Data for the task:
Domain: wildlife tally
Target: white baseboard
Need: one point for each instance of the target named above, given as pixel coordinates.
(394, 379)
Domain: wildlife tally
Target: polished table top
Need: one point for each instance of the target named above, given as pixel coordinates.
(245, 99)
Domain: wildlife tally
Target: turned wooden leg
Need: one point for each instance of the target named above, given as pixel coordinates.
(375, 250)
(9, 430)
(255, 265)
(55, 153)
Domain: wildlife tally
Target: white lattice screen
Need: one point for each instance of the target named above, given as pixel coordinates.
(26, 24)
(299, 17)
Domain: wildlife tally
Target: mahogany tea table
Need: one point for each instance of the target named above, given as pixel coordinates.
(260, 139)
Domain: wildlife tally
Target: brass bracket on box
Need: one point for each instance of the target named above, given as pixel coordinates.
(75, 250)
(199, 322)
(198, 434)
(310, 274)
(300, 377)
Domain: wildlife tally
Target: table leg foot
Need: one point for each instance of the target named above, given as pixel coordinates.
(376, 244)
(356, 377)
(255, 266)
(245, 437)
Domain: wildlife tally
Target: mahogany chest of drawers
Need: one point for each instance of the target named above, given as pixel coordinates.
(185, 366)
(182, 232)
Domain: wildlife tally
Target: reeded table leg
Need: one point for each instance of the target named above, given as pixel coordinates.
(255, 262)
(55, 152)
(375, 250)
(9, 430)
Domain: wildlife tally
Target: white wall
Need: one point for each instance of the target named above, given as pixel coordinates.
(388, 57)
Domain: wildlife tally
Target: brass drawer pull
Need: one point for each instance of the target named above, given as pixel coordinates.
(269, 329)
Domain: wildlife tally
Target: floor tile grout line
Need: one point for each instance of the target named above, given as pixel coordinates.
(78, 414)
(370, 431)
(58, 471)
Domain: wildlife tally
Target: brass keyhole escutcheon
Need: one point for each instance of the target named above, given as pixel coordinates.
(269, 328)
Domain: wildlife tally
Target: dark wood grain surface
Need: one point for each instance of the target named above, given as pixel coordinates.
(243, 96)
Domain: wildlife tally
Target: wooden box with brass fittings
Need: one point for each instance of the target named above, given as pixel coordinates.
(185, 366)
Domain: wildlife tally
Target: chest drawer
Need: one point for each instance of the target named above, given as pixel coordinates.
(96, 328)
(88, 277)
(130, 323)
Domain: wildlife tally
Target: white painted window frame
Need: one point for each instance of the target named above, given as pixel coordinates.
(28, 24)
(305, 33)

What you will do: Your task is to quote the listing above word for word.

Answer to the exercise:
Domain: wildlife tally
Target: white baseboard
Need: one point for each instance of the target named above, given as pixel coordinates.
(394, 379)
Domain: wildlife tally
Target: polished table top
Need: one point for each instance of the target named above, given as pixel coordinates.
(245, 99)
Domain: wildlife tally
Target: turned wooden leg
Need: one point for each instance of the target named above, given as pixel coordinates.
(375, 250)
(9, 430)
(255, 265)
(55, 153)
Domain: wildlife tally
Target: white lattice screen
Need: one point for each instance of the target named above, given as pixel coordinates.
(26, 24)
(299, 17)
Domain: wildlife tally
Target: mahogany tea table
Need: one point for each instance of the target named above, given as pixel coordinates.
(260, 139)
Domain: wildlife tally
Target: brass bracket on box
Need: one point for each instance of the target named above, given as pixel coordinates.
(75, 250)
(199, 322)
(198, 434)
(310, 274)
(300, 377)
Domain: wildlife tally
Target: table leg foot
Need: one point for each instance of the target named above, given as pixel coordinates.
(376, 244)
(356, 377)
(255, 266)
(245, 437)
Domain: wildlife tally
Target: mahogany chest of drawers
Need: one point for each instance of the target named above, given as pixel coordinates.
(185, 366)
(182, 232)
Domain: wildlife tally
Target: reeded table leg
Need: one point for each instance of the target named above, given as pixel coordinates.
(255, 262)
(55, 152)
(375, 250)
(9, 430)
Domain: wildlife tally
Target: white wall
Need: one point for each instance of the target named above, given as pixel coordinates.
(388, 57)
Domain: wildlife tally
Target: brass drawer pull
Need: one point for each instance of the target named above, given as pixel coordinates.
(269, 329)
Domain: wildlife tally
Target: floor tile grout line
Need: one point for each instance of the target named above, given as pixel coordinates.
(78, 414)
(370, 431)
(58, 471)
Domain: wildlife tally
Target: brass keyhole escutcheon
Need: one point for each instance of the target named above, given as pixel coordinates.
(269, 328)
Domain: wildlife tally
Target: dark wood grain surface
Need: one point for each instance of the target named above, given as pixel coordinates.
(243, 96)
Domain: wildlife tally
Target: wooden box with brass fittings
Need: one point for each instance of the target named above, given as pixel coordinates.
(185, 366)
Domain: wildlife tally
Target: chest drawer
Need: one point for each instance of the target named above, given as pixel coordinates.
(96, 328)
(88, 277)
(130, 323)
Domain: wildlife tally
Target: white painted window frame
Need: one point for each instance of the target named above, given as pixel coordinates.
(28, 24)
(305, 33)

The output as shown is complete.